Au bout d’une quarantaine de minutes tout était terminé, le cercueil étant placé sous une dalle de la chapelle de l’Immaculée Conception, la première près du choeur, sur la gauche. Des valets en livrée royale (tricolore et rehaussée de galons d’or, car venant de Philippe V) remplissaient le rôle d’employés des pompes funèbres.
Ce furent ensuite les condoléances, le départ des souverains, les Français en larmes près de la tombe pour entourer les trois princes de la branche aînée. M. l’abbé Christian-Philippe Chanut prit alors sur lui de faire une absoute en latin et en français pour bien montrer qui nous étions, puis fit chanter les acclamations carolingiennes “Ludovico christianissimo et excellentissimo capiti domus regalis, vita et gloria!”.
En fin d’après-midi, dans la maison du feu Prince, quelques Français pouvaient saluer le nouveau Prince auquel j’adressais la parole pour lui dire l’essentiel de ce que nous ressentions. Le duc de Bauffremont ajouta quelques mots ; choisi comme représentant par l’infant duc d’Anjou et de Ségovie en 1946-1947, il ne fit sa réapparition dans le disposotif légitimiste qu’en 1972, un quart de siècle après, lors du mariage du prince Alphonse.

**LIGNES DE DONNÉES:**
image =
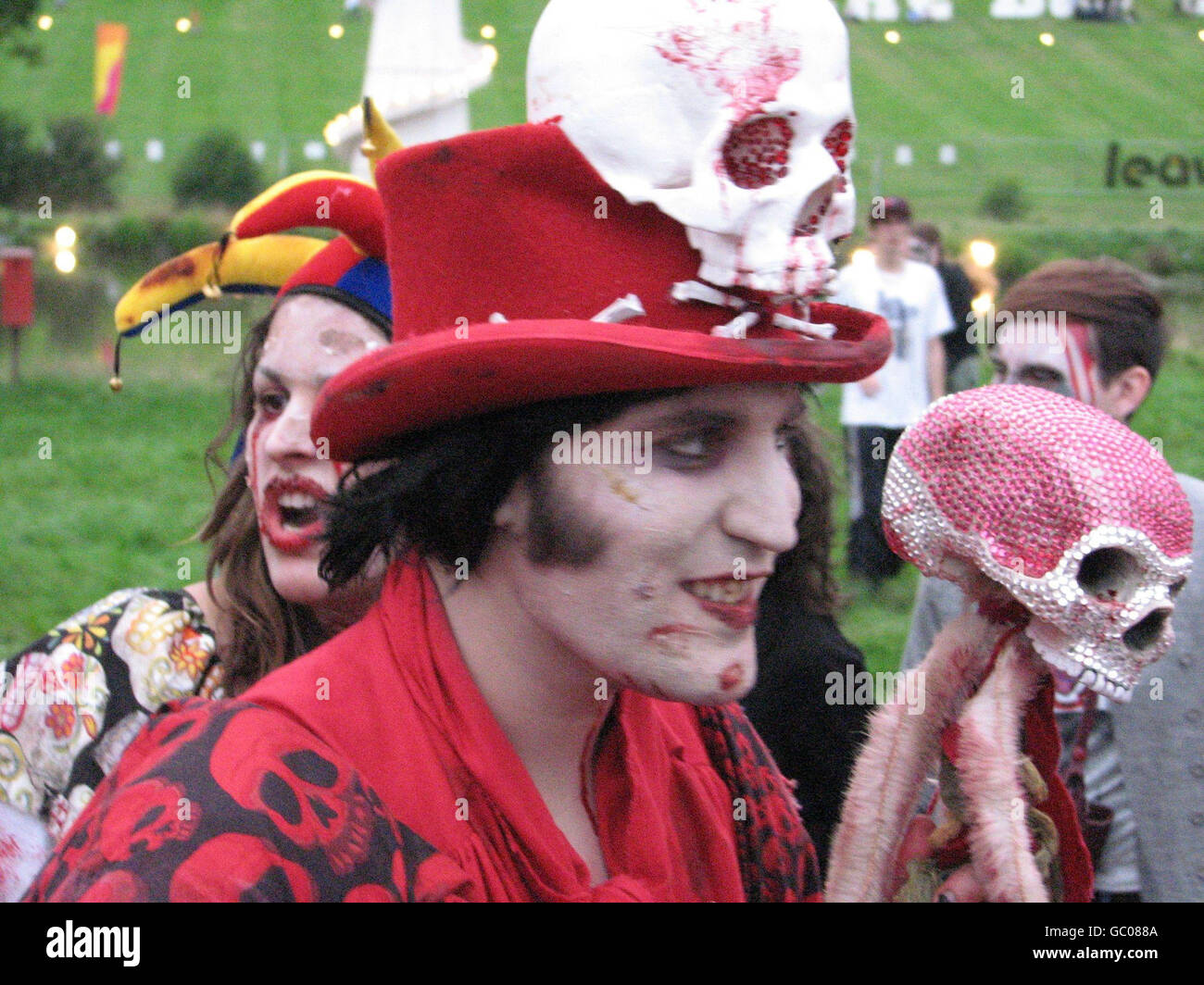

**PROBLÈME À RÉSOUDRE:**
Citez intégralement l'extrait sur les funérailles du prince, sans y changer quoi que ce soit. Servez-vous uniquement de l'extrait pour répondre.

**RÉSULTAT OBTENU:**
Au bout d’une quarantaine de minutes tout était terminé, le cercueil étant placé sous une dalle de la chapelle de l’Immaculée Conception, la première près du choeur, sur la gauche. Des valets en livrée royale (tricolore et rehaussée de galons d’or, car venant de Philippe V) remplissaient le rôle d’employés des pompes funèbres.
Ce furent ensuite les condoléances, le départ des souverains, les Français en larmes près de la tombe pour entourer les trois princes de la branche aînée. M. l’abbé Christian-Philippe Chanut prit alors sur lui de faire une absoute en latin et en français pour bien montrer qui nous étions, puis fit chanter les acclamations carolingiennes “Ludovico christianissimo et excellentissimo capiti domus regalis, vita et gloria!”.
En fin d’après-midi, dans la maison du feu Prince, quelques Français pouvaient saluer le nouveau Prince auquel j’adressais la parole pour lui dire l’essentiel de ce que nous ressentions. Le duc de Bauffremont ajouta quelques mots ; choisi comme représentant par l’infant duc d’Anjou et de Ségovie en 1946-1947, il ne fit sa réapparition dans le disposotif légitimiste qu’en 1972, un quart de siècle après, lors du mariage du prince Alphonse.